#### Work item
Nothing but the text should be carried over: reproduce all the data exactly and leave out every image.
##### Records to process #####
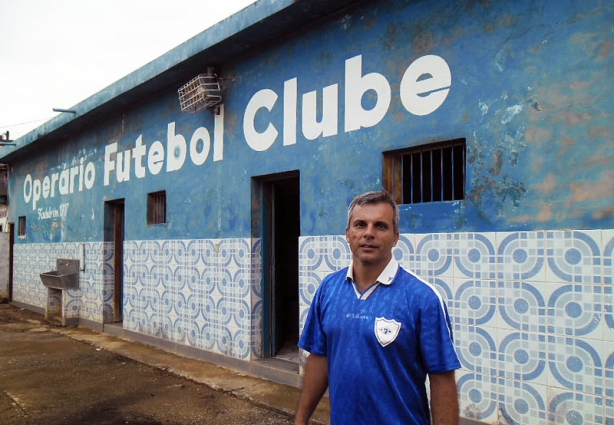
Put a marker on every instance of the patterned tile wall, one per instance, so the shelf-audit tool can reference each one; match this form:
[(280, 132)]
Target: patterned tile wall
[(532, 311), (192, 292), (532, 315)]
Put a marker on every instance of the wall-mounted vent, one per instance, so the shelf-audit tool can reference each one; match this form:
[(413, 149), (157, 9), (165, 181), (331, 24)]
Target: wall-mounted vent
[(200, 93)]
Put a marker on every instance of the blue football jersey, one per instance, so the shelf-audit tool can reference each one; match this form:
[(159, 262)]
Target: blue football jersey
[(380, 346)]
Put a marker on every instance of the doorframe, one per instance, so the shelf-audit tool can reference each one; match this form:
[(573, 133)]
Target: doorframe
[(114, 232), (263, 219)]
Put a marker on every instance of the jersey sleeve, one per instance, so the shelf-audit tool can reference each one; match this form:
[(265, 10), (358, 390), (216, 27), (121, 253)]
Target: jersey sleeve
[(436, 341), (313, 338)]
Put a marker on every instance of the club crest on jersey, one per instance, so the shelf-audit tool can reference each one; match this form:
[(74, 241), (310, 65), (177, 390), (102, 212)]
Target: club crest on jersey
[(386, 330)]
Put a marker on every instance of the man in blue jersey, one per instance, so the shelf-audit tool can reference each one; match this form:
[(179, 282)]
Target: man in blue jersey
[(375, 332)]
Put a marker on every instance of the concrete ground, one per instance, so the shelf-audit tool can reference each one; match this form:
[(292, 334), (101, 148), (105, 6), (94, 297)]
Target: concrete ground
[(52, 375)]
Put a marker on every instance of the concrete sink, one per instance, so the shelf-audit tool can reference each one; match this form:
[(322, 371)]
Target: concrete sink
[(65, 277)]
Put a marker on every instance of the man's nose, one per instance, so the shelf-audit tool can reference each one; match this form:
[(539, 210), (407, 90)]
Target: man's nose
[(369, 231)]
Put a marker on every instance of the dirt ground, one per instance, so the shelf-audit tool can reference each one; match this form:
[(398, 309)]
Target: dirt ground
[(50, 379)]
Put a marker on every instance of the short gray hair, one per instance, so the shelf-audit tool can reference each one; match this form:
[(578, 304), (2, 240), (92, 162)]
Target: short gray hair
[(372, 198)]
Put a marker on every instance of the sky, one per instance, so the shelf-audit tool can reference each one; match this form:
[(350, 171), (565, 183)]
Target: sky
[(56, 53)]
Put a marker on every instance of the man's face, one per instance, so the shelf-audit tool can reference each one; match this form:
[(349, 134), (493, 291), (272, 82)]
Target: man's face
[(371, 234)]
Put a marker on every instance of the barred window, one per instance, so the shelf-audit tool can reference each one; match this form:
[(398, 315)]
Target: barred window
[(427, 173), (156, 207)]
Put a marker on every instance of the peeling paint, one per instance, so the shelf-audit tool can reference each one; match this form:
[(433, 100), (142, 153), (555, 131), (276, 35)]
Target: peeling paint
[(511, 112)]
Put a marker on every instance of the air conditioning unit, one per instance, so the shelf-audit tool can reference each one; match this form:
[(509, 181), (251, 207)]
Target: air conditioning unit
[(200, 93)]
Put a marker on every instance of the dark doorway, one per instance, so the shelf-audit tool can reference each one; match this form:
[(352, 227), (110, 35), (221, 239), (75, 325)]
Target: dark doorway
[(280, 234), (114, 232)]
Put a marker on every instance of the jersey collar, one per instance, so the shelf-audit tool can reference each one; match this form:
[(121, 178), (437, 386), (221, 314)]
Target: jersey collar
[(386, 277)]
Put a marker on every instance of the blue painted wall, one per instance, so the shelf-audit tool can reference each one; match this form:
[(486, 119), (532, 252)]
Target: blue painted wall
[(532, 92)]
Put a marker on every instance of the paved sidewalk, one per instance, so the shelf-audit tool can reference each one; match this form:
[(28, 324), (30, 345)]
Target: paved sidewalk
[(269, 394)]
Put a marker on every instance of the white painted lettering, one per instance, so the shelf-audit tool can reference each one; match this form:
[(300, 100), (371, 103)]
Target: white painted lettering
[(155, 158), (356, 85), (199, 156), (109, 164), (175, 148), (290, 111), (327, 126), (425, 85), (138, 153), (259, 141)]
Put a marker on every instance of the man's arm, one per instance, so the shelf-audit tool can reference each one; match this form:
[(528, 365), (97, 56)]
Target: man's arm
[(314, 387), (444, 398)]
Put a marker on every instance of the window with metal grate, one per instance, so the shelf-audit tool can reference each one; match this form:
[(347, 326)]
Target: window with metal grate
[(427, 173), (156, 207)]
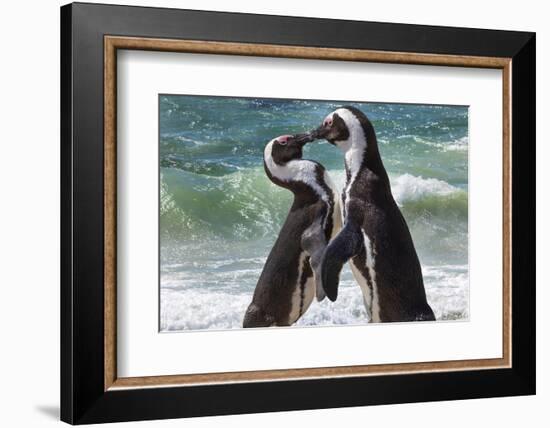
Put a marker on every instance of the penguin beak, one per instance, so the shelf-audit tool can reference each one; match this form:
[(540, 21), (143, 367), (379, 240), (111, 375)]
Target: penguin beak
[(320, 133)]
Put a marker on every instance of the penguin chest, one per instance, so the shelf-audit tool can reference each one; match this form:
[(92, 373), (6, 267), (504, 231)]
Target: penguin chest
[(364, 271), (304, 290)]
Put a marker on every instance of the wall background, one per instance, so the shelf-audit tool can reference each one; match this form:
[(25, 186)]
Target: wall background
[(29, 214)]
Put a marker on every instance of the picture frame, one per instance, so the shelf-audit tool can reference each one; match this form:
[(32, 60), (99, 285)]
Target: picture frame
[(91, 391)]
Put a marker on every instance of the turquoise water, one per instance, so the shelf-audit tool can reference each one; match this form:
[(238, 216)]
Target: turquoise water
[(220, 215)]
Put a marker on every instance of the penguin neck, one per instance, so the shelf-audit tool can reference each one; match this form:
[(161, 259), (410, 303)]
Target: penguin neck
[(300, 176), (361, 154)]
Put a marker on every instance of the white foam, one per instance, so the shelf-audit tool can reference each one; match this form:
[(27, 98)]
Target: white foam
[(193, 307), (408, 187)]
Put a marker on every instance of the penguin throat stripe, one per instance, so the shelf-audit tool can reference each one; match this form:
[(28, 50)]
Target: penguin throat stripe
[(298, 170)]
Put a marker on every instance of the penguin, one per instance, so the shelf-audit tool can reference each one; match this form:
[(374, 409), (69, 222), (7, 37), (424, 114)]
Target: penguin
#####
#### Reply
Put a marker on every instance of the patterned tile wall, one per instance, so the shelf-audit tool can reference each one; match this form:
[(280, 132)]
Target: patterned tile wall
[(532, 311), (192, 292), (532, 315)]
Put a marker on every instance of the wall-mounted vent, one per instance, so the shelf-audit tool can reference each one; match this form:
[(413, 149), (157, 9), (165, 181), (331, 24)]
Target: wall-mounted vent
[(200, 93)]
Put a marker on every instance of the blue football jersey, one per instance, so the shelf-audit tool can reference each one; match this form:
[(159, 262)]
Target: blue football jersey
[(380, 346)]
Put a marker on every instance of the doorframe, one per instance, so the shelf-audit tool can reference each one; match this form:
[(573, 133)]
Target: doorframe
[(114, 232), (263, 219)]
Put a marker on every instance of the jersey sleeve, one per instance, so the shelf-audit tool can reference each one; match this form:
[(265, 10), (358, 390), (216, 27), (121, 253)]
Target: jersey sleeve
[(436, 341), (313, 338)]
Put a marker on every instance of the club crest on jersey, one per instance, so the shelf-audit tool can reference each one; match this form:
[(74, 241), (310, 65), (177, 390), (102, 212)]
Target: club crest on jersey
[(386, 330)]
Put a marker on every instance of the man in blue jersey, one per instance, so the shelf-audit tool can reference each one; match this form:
[(179, 282)]
Target: man in blue jersey
[(375, 332)]
Put a marker on every instance of the concrete ground, one per instance, so the shelf-audit tool can reference each one; match this form:
[(292, 334), (101, 148), (105, 6), (94, 297)]
Target: concrete ground
[(52, 375)]
Put a marker on every instance of the concrete sink, one per instance, so the shelf-audit tool can reference each one; match this form:
[(322, 371)]
Target: concrete sink
[(65, 277)]
Put a marker on every instance of the man's nose, one per instance, so the shelf-audit tool can reference each one; match this form:
[(539, 210), (407, 90)]
Target: man's nose
[(369, 231)]
Put a marker on every instance of the dirt ground, one per instance, so the shelf-audit tool can reference each one; match this form:
[(398, 309)]
Target: dirt ground
[(50, 379)]
Put a marker on every instance of the short gray hair, one per instance, so the shelf-audit tool can reference each one; match this form:
[(578, 304), (2, 240), (92, 162)]
Target: short gray hair
[(372, 198)]
Put a marker on every instance of the sky, one per instance, so the shelf-audit tool can reference each one; match this form:
[(350, 171), (565, 183)]
Target: sky
[(56, 53)]
Put a marker on every instance of the man's face, one per instance, so the shelf-audit tool can reference each one; match this form:
[(349, 134), (493, 291), (272, 82)]
Target: man's face
[(371, 234)]
Put a marker on every instance of the barred window, one per instance, so the shelf-audit tool can reference each one; match this form:
[(398, 315)]
Target: barred window
[(427, 173), (156, 207)]
Put a marker on every instance of the peeling paint, one per instance, so the shelf-audit tool can reference each one; match this form:
[(433, 100), (142, 153), (555, 131), (276, 35)]
Target: peeling paint
[(511, 112)]
Put a marker on every instance of the air conditioning unit, one per instance, so the shelf-audit tool can reference each one; match this form:
[(509, 181), (251, 207)]
Target: air conditioning unit
[(200, 93)]
Put a marker on every instance of the dark doorway, one per instance, so the shelf-audit tool can reference each one; match this form:
[(352, 227), (110, 35), (221, 239), (75, 325)]
Target: dark doorway
[(280, 234), (114, 232)]
Put a marker on every instance of the jersey collar, one per instance, so the shelf-audit tool can reference each one; match this form:
[(121, 178), (437, 386), (221, 314)]
Target: jersey collar
[(386, 277)]
Put a marker on every instance of the blue painted wall, one per instance, so the shelf-audit tool can reference each one; match this form:
[(486, 119), (532, 252)]
Target: blue painted wall
[(532, 92)]
Put a marker on every instance of the paved sidewalk, one per instance, so the shelf-audit tool can reference each one; match this form:
[(28, 324), (30, 345)]
Target: paved sidewalk
[(269, 394)]
Put a marker on every instance of the white painted lettering, one per instance, so the shelf-audit tool can reference each one; match this form:
[(300, 100), (371, 103)]
Target: white painted lettering
[(155, 158), (356, 85), (199, 156), (109, 164), (175, 148), (290, 111), (327, 126), (425, 85), (138, 153), (259, 141)]
Put a marker on every instance of the man's arm, one per instance, so the shelf-audit tool can reference each one; match this form:
[(528, 365), (97, 56)]
Target: man's arm
[(314, 387), (444, 398)]
Put a marker on every instance of the window with metal grate, one per instance, so the shelf-audit tool can reference each one; match this form:
[(347, 326)]
Target: window with metal grate
[(427, 173), (156, 207)]
Put a marker on every instance of the penguin beak, one per instance, so the shelf-audit tool can reference each one; match this form:
[(540, 21), (143, 367), (379, 240), (111, 375)]
Target: penguin beak
[(320, 133)]
Put a marker on every instance of the penguin chest, one per instance, so the shelf-audit tool can reference each one; match this form:
[(92, 373), (6, 267), (504, 231)]
Target: penguin chest
[(364, 271), (304, 290)]
Put a marker on every instance of the wall background, one per instance, so the shelf-audit tool can reference each one; match this form:
[(25, 186)]
Target: wall background
[(29, 214)]
Put a marker on every instance of the picture frame, one per instance, so the shelf-audit tool can reference each one; match this form:
[(32, 60), (99, 285)]
Target: picture frame
[(91, 391)]
Put a marker on every instance of the turquoise water, one per instance, so the shelf-audit tool can reference each one; match this form:
[(238, 216)]
Target: turquoise water
[(220, 215)]
Put a marker on every instance of the penguin neck, one per instance, so the shelf-audit tool can reference each one; match this form:
[(161, 259), (410, 303)]
Target: penguin neck
[(300, 176), (361, 154)]
Put a marker on every instance of the white foam, one per instance, so the shelf-audit tool can reference each one; match this form:
[(27, 98)]
Target: white foam
[(193, 307), (408, 187)]
Put a marker on every instance of the penguin throat stripe, one per instance, so the shelf-audit tool can reference each one; match this form:
[(28, 50)]
Target: penguin throat stripe
[(298, 170)]
Put a marker on every instance of the penguin, one per instance, so the shelf-audit tool can reference each one; match this form:
[(374, 409), (69, 222), (7, 37), (424, 114)]
Target: penguin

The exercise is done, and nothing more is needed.